[Point localization data]

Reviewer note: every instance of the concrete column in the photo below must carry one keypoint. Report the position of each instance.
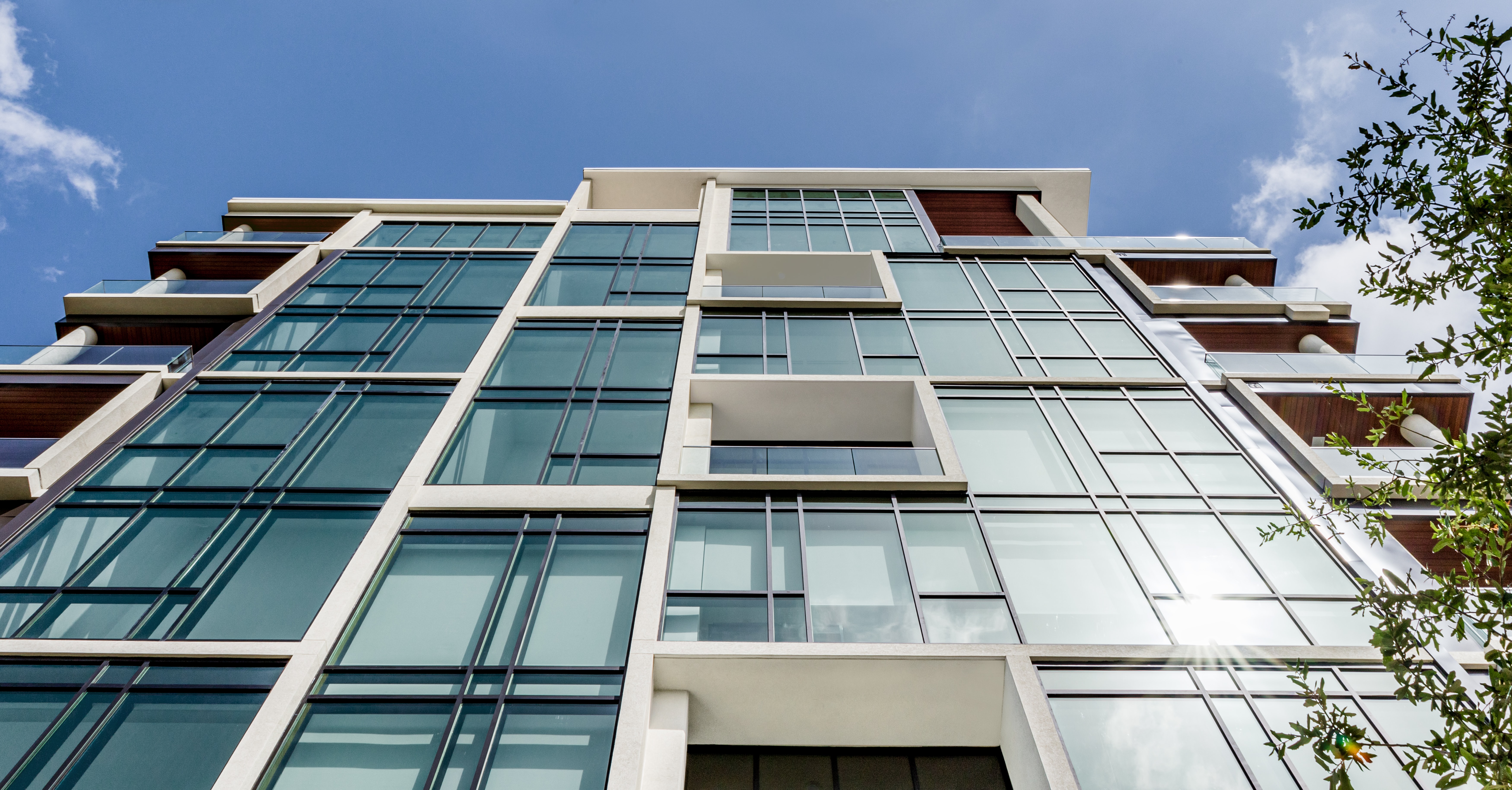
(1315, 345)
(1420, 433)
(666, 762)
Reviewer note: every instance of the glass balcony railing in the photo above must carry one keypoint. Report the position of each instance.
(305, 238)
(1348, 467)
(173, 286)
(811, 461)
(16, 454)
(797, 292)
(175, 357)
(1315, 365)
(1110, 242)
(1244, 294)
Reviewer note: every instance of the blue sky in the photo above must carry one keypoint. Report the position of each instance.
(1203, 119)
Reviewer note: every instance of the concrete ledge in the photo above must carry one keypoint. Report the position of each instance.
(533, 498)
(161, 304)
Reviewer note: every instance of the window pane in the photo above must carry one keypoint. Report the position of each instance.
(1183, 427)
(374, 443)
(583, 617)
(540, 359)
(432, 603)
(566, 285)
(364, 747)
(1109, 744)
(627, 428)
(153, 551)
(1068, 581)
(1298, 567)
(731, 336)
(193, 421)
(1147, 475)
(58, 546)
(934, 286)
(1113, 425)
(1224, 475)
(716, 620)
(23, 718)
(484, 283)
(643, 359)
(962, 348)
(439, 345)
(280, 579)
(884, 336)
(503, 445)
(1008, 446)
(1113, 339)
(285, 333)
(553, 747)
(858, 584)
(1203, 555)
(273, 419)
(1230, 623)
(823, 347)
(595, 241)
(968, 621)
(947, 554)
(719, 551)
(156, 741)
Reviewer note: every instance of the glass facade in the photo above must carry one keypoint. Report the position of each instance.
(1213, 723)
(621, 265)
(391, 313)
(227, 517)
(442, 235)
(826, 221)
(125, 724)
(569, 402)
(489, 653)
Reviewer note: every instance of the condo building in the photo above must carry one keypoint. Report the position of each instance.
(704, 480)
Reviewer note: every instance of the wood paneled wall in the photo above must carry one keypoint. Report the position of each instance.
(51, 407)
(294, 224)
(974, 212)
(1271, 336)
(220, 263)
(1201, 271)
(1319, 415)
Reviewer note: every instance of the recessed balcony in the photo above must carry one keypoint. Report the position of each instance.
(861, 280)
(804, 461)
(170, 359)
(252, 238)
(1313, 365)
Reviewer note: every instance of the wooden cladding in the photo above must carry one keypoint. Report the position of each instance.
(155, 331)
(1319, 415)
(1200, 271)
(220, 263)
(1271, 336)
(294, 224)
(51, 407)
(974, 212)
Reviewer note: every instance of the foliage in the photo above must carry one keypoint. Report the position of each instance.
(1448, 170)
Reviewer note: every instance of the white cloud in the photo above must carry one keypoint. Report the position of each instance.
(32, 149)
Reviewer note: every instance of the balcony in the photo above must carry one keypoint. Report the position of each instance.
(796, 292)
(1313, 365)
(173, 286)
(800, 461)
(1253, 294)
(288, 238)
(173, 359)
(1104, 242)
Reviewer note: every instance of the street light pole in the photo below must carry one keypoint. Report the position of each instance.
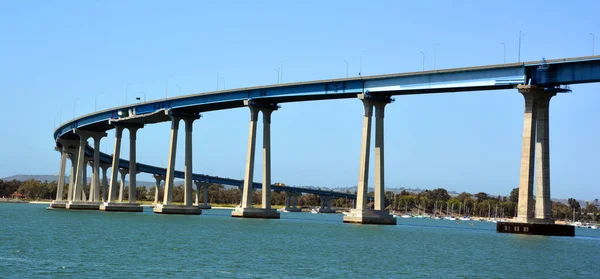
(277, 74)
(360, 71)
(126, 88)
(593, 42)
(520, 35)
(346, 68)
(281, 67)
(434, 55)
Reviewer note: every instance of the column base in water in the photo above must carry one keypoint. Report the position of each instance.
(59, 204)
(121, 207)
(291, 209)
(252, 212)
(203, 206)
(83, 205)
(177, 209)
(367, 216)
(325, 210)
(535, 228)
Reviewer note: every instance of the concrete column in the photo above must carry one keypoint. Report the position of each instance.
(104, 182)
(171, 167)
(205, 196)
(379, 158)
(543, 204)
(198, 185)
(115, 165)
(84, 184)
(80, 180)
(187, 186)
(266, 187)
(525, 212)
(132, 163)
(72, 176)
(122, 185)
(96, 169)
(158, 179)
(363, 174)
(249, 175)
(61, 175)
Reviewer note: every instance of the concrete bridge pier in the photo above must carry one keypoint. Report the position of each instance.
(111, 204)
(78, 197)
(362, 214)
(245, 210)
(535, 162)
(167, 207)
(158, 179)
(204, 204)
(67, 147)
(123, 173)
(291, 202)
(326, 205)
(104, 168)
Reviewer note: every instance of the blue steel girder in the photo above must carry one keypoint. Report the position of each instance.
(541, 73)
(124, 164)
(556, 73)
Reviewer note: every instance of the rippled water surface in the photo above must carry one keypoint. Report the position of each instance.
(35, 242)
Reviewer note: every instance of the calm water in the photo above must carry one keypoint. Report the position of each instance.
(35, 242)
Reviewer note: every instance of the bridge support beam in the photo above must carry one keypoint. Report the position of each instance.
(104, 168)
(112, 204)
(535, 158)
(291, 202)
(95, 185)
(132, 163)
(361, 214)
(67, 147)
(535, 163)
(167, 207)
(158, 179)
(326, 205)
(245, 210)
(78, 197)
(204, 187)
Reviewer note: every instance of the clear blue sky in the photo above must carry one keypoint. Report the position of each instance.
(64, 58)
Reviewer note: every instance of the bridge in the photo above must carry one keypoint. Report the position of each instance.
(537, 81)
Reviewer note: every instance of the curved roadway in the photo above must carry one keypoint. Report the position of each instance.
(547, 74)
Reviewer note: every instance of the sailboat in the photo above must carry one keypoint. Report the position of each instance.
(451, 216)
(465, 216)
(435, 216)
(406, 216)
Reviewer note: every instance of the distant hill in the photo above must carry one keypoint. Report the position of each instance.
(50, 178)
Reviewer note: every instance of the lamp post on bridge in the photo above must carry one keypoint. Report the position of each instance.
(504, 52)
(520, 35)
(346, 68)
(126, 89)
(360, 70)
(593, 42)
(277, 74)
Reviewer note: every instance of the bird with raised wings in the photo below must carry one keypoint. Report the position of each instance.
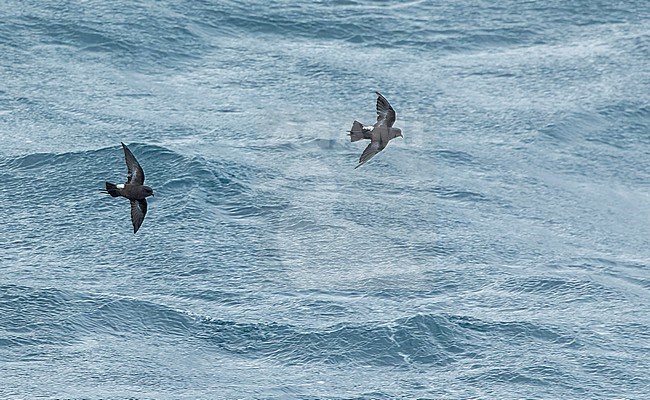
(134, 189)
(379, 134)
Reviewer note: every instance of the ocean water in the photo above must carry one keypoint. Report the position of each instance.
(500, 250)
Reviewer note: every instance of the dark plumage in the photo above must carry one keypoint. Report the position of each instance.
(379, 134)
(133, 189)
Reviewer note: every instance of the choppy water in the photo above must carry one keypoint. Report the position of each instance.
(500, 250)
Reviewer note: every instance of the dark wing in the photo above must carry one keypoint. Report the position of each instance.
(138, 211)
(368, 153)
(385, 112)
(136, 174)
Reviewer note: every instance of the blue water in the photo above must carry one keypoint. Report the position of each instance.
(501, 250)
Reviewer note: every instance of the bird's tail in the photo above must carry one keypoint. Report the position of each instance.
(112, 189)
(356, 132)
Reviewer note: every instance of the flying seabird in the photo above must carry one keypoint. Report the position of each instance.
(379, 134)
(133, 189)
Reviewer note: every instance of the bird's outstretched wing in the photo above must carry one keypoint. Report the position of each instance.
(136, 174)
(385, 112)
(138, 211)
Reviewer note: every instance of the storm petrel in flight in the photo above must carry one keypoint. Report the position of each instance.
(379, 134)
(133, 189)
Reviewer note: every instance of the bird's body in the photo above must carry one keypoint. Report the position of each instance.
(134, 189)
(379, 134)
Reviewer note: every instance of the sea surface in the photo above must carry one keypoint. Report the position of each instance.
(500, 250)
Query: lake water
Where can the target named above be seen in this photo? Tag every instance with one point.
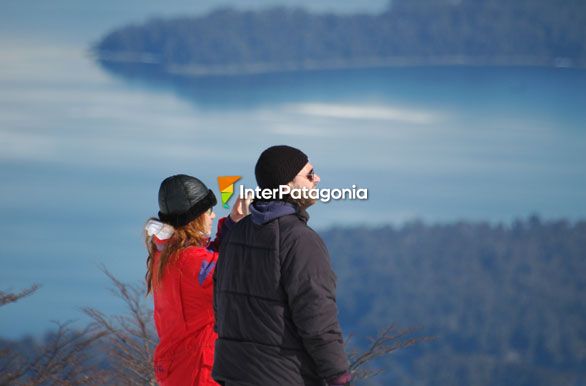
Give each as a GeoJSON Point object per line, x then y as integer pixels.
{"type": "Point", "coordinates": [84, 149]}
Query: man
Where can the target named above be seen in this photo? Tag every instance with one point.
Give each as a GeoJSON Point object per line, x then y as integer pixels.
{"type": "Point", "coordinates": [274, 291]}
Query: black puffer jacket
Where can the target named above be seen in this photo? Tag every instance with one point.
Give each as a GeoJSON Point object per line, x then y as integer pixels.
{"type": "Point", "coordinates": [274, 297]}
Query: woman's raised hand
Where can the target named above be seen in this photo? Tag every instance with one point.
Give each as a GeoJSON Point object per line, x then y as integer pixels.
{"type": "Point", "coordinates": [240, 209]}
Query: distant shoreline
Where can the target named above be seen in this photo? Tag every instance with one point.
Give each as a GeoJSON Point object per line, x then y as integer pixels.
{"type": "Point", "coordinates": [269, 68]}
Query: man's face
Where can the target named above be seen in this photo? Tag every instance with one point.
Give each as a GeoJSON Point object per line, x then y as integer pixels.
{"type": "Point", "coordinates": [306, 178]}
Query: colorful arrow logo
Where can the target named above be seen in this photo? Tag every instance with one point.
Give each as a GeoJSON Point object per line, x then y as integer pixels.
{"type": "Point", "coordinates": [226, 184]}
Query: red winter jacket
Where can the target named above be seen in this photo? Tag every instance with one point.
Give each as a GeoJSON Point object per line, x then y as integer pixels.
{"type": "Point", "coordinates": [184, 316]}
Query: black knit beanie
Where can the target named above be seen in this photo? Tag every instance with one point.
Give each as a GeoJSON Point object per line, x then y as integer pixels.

GOAL OF THE EXERCISE: Which lines hold the word "black"? Copy each of them from the records.

FINAL ANSWER:
Query: black puffer jacket
Query: black knit beanie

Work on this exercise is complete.